* Task brief *
Can you pull out, word for word, everything in the material below from the line containing "Challenge: find every instance of white football sock" down to the line containing "[168, 567, 274, 720]", including both of those lines?

* Source records *

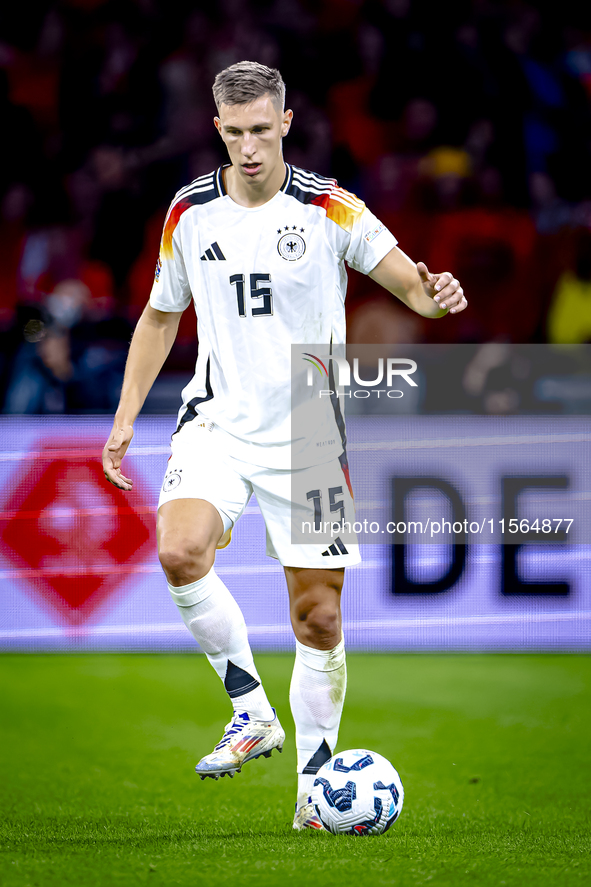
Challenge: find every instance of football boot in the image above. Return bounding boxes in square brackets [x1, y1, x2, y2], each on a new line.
[195, 709, 285, 779]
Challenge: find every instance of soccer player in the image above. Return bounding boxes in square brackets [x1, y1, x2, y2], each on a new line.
[103, 62, 467, 829]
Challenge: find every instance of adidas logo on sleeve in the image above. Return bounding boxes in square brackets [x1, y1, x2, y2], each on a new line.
[201, 243, 226, 262]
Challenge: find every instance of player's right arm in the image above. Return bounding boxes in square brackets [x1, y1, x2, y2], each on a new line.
[103, 303, 183, 490]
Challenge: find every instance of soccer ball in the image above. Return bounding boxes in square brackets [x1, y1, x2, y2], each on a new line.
[312, 748, 404, 835]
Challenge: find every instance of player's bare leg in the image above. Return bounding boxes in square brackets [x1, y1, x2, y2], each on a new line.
[158, 499, 285, 779]
[285, 567, 347, 829]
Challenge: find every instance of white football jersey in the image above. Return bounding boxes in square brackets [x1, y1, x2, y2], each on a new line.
[150, 164, 396, 468]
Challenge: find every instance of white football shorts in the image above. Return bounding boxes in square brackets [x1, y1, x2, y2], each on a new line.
[158, 416, 361, 570]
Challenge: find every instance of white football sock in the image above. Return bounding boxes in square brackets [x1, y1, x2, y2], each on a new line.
[289, 640, 347, 807]
[168, 567, 274, 720]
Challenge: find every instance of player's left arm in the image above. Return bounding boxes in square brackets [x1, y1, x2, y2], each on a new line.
[369, 246, 468, 317]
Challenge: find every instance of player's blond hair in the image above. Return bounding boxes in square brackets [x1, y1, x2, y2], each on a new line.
[213, 62, 285, 111]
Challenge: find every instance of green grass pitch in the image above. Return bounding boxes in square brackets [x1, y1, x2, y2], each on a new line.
[0, 655, 591, 887]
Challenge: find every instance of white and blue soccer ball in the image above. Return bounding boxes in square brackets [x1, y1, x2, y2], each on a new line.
[312, 748, 404, 835]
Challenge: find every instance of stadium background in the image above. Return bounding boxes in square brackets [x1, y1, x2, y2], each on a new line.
[0, 0, 591, 650]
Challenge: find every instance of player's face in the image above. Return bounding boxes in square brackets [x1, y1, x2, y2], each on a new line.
[214, 96, 293, 184]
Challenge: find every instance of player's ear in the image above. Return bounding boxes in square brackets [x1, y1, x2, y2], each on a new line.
[281, 108, 293, 138]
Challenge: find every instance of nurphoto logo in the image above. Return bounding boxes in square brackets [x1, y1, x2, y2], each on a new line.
[303, 351, 418, 399]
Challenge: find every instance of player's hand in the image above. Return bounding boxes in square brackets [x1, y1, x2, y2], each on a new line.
[417, 262, 468, 314]
[103, 425, 133, 490]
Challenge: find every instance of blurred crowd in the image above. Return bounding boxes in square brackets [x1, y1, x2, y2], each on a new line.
[0, 0, 591, 413]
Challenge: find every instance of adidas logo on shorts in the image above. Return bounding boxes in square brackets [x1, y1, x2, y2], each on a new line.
[322, 536, 349, 557]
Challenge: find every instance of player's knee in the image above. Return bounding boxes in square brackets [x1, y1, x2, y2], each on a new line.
[301, 603, 341, 650]
[158, 542, 215, 585]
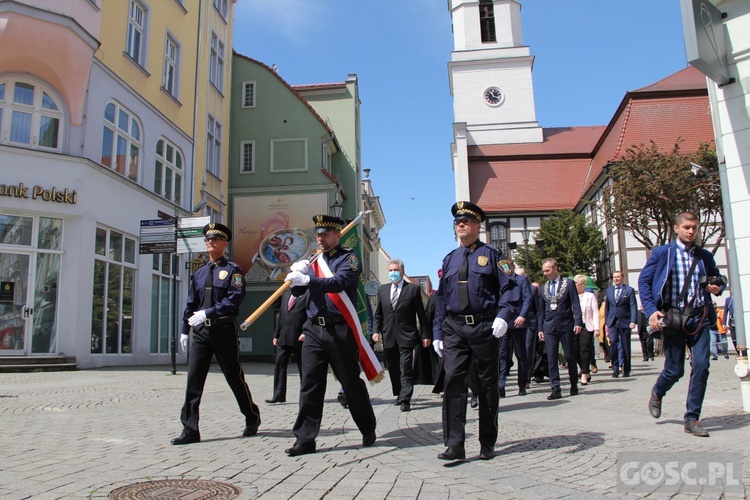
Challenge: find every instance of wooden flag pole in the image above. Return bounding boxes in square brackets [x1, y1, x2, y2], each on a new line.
[240, 210, 370, 330]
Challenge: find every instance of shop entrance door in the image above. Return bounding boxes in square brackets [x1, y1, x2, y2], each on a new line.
[0, 252, 33, 356]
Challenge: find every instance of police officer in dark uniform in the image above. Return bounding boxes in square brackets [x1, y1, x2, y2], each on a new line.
[433, 201, 516, 460]
[499, 260, 531, 398]
[172, 223, 260, 444]
[285, 215, 376, 457]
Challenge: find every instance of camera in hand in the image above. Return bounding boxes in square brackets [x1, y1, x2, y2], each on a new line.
[698, 274, 727, 287]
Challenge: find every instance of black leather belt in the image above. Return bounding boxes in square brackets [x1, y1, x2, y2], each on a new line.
[203, 316, 234, 326]
[311, 316, 346, 326]
[448, 309, 497, 325]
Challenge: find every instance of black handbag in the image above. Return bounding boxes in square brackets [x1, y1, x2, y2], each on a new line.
[653, 246, 706, 337]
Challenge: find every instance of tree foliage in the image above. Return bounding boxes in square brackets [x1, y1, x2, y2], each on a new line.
[601, 141, 724, 252]
[517, 210, 604, 281]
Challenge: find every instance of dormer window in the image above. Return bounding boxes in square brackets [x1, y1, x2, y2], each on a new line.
[479, 0, 497, 43]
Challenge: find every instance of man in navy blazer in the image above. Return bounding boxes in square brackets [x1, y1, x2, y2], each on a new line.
[538, 259, 583, 400]
[638, 212, 726, 437]
[372, 259, 431, 411]
[604, 271, 638, 378]
[266, 290, 308, 404]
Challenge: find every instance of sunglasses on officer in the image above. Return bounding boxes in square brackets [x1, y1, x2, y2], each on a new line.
[453, 217, 478, 226]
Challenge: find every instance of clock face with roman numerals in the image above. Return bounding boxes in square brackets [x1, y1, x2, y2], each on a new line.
[484, 87, 505, 106]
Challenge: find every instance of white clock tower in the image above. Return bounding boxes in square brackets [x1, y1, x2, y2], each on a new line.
[448, 0, 542, 200]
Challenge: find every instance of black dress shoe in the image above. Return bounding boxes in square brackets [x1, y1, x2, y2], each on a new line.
[648, 389, 661, 418]
[336, 392, 349, 408]
[685, 420, 708, 437]
[438, 445, 466, 460]
[284, 441, 316, 457]
[362, 432, 376, 446]
[479, 445, 495, 460]
[547, 389, 562, 401]
[242, 424, 260, 437]
[171, 431, 201, 444]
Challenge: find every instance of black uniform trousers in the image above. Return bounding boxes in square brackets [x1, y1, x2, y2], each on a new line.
[443, 316, 500, 446]
[292, 319, 377, 445]
[499, 328, 529, 389]
[384, 343, 418, 403]
[273, 344, 302, 399]
[180, 322, 260, 434]
[544, 332, 578, 391]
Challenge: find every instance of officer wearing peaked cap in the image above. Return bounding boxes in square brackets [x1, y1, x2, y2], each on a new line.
[433, 201, 516, 460]
[172, 222, 260, 445]
[285, 214, 377, 457]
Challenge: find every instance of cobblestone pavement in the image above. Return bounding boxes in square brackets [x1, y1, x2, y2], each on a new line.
[0, 343, 750, 500]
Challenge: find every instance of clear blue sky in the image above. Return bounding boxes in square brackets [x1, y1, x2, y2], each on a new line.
[234, 0, 687, 283]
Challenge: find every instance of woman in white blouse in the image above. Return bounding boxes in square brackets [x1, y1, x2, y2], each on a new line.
[573, 274, 599, 385]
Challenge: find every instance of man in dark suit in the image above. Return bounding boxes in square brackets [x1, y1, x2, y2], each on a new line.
[538, 259, 583, 400]
[266, 290, 308, 403]
[372, 259, 432, 411]
[604, 271, 638, 378]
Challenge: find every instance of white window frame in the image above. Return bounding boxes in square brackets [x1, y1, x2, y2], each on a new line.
[161, 33, 182, 99]
[270, 137, 309, 174]
[154, 137, 185, 206]
[240, 141, 255, 175]
[0, 78, 67, 152]
[100, 101, 143, 183]
[247, 80, 258, 108]
[208, 31, 226, 93]
[213, 0, 229, 21]
[125, 0, 149, 69]
[91, 225, 138, 355]
[206, 114, 222, 178]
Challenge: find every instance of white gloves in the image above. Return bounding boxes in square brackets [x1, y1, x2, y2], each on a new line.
[432, 339, 443, 358]
[284, 271, 310, 286]
[290, 260, 310, 274]
[492, 318, 508, 339]
[188, 310, 206, 326]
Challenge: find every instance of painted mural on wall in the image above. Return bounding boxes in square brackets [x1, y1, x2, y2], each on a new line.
[232, 193, 328, 282]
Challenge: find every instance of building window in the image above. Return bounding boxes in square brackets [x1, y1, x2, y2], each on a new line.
[91, 227, 136, 354]
[490, 222, 508, 256]
[154, 139, 184, 206]
[479, 0, 497, 43]
[161, 35, 180, 98]
[208, 32, 224, 92]
[206, 115, 221, 177]
[247, 82, 262, 108]
[240, 141, 255, 174]
[213, 0, 228, 20]
[125, 0, 148, 68]
[101, 102, 141, 182]
[151, 254, 180, 354]
[0, 79, 64, 151]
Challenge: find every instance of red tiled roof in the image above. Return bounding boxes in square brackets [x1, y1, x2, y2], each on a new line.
[631, 66, 706, 93]
[468, 126, 606, 157]
[468, 67, 714, 213]
[476, 158, 591, 213]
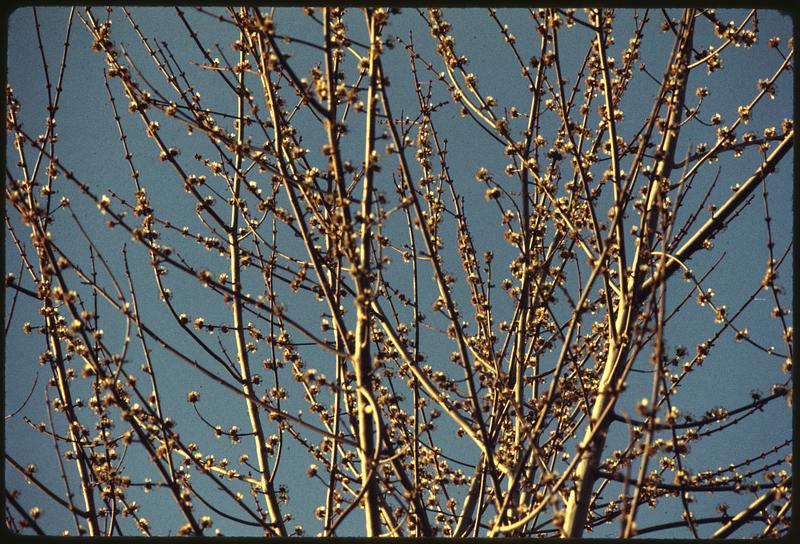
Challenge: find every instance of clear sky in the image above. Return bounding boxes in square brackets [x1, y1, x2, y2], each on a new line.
[5, 7, 793, 536]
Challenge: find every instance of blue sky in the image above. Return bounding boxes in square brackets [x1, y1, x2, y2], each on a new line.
[5, 7, 793, 536]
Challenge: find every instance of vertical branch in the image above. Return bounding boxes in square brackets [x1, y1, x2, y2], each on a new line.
[228, 24, 286, 536]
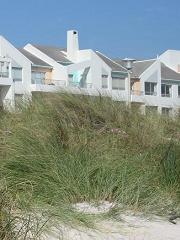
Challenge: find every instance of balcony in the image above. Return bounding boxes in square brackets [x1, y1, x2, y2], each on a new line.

* The reply *
Challenge: find every instance of white football sock in the image above. Return bounding boxes in square brackets [x1, y1, x2, y2], each on a new line.
[289, 640, 347, 807]
[168, 567, 274, 720]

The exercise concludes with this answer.